▸ **Exercise tasks**:
1/ In the SMAP soil moisture publication listing, what is the publication acceptance date?
2/ For the SMAP soil moisture publication listing, state whether each statement agrees with it, giving yes or no and quoting the deciding words: (a) Colliander is listed with the Jet Propulsion Laboratory; (b) the work appeared in conference proceedings; (c) the research project is located at the Hydrology and Remote Sensing Laboratory.
3/ Extend the SMAP soil moisture publication listing, picking up after its final line.

▸ **Selected text**:
::::::
Research Project: Improving Agroecosystem Services by Measuring, Modeling, and Assessing Conservation Practices

Location: Hydrology and Remote Sensing Laboratory

Title: Validation of SMAP soil moisture at terrestrial National Ecological Observatory Network (NEON) sites show potential for soil moisture retrieval in forested areas

Author
item AYRES, E. - Collaborator
item COLLIANDER, A. - Jet Propulsion Laboratory
item Cosh, Michael
item ROBERTI, J.A. - Collaborator
item SIMKIN, S. - Collaborator
item GENAZZIO, M. - Collaborator

Submitted to: IEEE Journal of Selected Topics in Applied Earth Observations and Remote Sensing
Publication Type: Peer Reviewed Journal
Publication Acceptance Date: 10/7/2021
Publication Date: 10/19/2021
Citation: Ayres, E., Colliander, A., Cosh, M.H., Roberti, J., Simkin, S., Genazzio, M. 2021. Validation of SMAP soil moisture at terrestrial National Ecological Observatory Network (NEON) sites show potential for soil moisture retrieval in forested areas. IEEE Journal of Selected Topics in Applied Earth Observations and Remote Sensing. 14:10903-10918. https://doi.org/10.1109/JSTARS.2021.3121206.
::::::
▸ **Data segment**:
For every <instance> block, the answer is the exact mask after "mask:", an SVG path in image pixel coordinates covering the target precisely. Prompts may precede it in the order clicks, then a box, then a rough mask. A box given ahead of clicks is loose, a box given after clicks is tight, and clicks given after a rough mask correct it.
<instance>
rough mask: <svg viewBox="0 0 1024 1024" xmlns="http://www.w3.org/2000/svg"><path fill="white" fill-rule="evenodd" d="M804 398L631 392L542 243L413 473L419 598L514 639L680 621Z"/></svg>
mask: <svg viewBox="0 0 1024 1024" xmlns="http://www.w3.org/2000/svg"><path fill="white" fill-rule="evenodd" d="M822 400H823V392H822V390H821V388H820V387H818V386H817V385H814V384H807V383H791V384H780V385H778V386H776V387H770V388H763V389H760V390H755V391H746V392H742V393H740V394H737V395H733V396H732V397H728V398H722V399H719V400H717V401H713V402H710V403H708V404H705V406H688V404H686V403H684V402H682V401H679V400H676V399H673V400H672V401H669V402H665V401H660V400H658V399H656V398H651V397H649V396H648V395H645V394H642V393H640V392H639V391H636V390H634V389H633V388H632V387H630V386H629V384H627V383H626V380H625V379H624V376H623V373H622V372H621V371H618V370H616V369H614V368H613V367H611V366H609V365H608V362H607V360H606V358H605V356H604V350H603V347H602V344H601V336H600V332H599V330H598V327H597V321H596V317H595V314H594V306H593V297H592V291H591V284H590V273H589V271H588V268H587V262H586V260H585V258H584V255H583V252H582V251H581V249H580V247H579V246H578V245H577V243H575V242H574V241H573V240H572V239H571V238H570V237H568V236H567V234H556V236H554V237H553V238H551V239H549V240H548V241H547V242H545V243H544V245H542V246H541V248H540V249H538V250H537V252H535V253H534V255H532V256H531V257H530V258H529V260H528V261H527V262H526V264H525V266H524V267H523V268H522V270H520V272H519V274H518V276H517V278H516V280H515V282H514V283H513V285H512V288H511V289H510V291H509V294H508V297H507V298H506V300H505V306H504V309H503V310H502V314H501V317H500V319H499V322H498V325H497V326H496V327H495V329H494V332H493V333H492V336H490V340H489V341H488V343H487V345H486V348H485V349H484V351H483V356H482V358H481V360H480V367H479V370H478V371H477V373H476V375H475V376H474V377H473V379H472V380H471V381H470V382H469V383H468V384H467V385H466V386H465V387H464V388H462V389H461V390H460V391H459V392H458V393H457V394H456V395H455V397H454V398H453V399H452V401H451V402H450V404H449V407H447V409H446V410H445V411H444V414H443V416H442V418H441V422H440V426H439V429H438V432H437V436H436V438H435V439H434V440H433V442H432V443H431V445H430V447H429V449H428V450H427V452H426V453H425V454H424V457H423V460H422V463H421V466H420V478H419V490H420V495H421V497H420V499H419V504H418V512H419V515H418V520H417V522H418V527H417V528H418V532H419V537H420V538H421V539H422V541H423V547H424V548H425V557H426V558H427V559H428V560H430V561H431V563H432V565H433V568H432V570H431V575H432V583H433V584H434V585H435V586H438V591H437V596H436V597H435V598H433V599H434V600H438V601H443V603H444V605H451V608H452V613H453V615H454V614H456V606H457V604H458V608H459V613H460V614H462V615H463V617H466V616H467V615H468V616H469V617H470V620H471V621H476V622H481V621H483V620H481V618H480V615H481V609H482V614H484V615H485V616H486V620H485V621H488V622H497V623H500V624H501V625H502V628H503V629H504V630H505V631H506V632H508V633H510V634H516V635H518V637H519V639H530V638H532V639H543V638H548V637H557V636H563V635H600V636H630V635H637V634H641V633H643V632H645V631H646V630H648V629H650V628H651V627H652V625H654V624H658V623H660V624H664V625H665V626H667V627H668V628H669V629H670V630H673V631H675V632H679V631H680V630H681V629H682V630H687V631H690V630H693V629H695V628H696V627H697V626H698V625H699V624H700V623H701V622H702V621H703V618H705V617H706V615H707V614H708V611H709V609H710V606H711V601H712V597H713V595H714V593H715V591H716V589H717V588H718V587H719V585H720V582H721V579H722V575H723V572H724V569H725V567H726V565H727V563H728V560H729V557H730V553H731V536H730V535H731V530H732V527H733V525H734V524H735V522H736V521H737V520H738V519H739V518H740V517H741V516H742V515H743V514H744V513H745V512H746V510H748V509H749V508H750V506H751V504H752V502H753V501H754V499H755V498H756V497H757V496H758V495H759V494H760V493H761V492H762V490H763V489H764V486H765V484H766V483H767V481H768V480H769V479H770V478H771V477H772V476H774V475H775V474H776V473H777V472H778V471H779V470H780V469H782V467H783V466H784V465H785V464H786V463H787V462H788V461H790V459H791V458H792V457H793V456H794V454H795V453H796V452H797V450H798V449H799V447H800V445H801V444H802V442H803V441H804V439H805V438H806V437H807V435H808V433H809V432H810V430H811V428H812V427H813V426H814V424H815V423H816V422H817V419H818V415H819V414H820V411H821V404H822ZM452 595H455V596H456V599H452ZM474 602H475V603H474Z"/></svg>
::::::
▸ **Expected results**:
1/ 10/7/2021

2/
(a) Yes: "COLLIANDER, A. - Jet Propulsion Laboratory"
(b) No: "Publication Type: Peer Reviewed Journal"
(c) Yes: "Location: Hydrology and Remote Sensing Laboratory"

3/
DOI: https://doi.org/10.1109/JSTARS.2021.3121206

Interpretive Summary: The National Ecological Observatory Network (NEON) was established to provide a source for long time series ecological parameter datasets. Soil moisture data is one such parameter that plays a critical part of the evolution of an ecosystem. NEON operates a set of five soil moisture profiles across each of their sites. There were forty sites with sufficient data and homogenous landscape features that we used for validation of the Soil Moisture Active Passive (SMAP) mission’s 9 km soil moisture products, providing a new set of sites with high vegetation water content. The remote sensing products from SMAP had a reasonable accuracy for these forested regions which are usually beyond the assumed capability of the satellite instrument. This is an important step in the expansion of the soil moisture remote sensing product into more densely vegetation landscapes.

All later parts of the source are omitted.